Records contained in a dataset:
=-=-=-=-=

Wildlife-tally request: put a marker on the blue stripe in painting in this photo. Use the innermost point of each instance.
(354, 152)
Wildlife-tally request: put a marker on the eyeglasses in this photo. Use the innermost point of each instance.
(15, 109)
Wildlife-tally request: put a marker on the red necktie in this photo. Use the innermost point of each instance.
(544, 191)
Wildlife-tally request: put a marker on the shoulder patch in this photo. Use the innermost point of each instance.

=-=-=-=-=

What the task asks: Whatever lines appear above, reproduce every one of them exactly.

Result of the exercise:
Wildlife-tally request: put a marker on the blue stripe in painting in this photo. Use the innermost point of each instance.
(354, 152)
Wildlife-tally request: put a marker on the eyeglasses in this photo. Use the innermost point of each instance.
(15, 109)
Wildlife-tally request: put a marker on the red necktie in this photo. Use the innermost point of each instance.
(544, 191)
Wildlife-tally request: put a marker on the shoulder patch in this photo. Use the innermost point of each instance.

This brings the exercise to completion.